STATED EXERCISE:
Show every line of the listing below that contains the word "grey".
:: MATERIAL FOR THE TASK
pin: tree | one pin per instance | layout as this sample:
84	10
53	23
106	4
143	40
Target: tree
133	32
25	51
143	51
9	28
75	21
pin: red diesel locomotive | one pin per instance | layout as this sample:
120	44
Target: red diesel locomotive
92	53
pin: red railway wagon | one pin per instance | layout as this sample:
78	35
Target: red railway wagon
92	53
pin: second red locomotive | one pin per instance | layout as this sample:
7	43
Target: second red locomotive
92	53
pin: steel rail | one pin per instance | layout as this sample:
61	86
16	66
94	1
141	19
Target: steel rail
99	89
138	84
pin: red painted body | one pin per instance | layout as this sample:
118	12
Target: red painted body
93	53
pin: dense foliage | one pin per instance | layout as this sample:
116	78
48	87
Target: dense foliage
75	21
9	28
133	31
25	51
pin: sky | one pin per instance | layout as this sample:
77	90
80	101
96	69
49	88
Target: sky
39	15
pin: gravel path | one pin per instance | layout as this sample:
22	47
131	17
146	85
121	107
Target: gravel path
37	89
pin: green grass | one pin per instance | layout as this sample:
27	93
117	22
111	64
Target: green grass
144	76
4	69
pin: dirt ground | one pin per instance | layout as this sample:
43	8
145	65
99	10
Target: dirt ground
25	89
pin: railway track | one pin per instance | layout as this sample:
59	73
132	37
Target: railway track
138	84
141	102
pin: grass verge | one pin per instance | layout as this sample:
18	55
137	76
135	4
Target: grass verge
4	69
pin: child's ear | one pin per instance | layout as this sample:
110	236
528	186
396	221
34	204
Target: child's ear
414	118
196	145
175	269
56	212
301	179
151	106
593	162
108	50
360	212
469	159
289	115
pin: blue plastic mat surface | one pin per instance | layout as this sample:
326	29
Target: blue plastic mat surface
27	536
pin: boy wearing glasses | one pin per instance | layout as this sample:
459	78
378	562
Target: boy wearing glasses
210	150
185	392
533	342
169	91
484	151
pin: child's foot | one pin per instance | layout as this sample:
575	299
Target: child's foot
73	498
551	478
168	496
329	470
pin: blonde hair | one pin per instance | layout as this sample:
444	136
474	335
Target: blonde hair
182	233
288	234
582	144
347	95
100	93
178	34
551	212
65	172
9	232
::::
:: MATERIAL FOR THE TASK
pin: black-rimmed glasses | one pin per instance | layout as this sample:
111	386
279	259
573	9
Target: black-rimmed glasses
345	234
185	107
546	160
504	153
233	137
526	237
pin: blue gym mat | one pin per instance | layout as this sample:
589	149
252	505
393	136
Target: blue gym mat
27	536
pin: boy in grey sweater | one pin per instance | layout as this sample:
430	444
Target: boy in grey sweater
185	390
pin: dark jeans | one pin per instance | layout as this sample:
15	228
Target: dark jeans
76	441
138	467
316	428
::::
:: MATERIAL FOR THE TASK
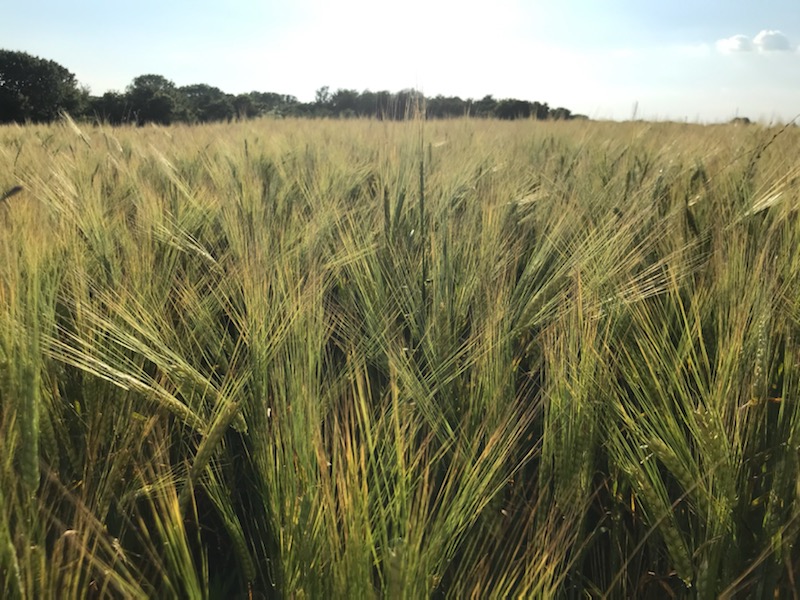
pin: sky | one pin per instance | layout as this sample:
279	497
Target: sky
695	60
::::
RESULT OF THIS EXERCISE:
pin: boy in grey sweater | one pin per instance | layout as this sample:
Target: boy in grey sweater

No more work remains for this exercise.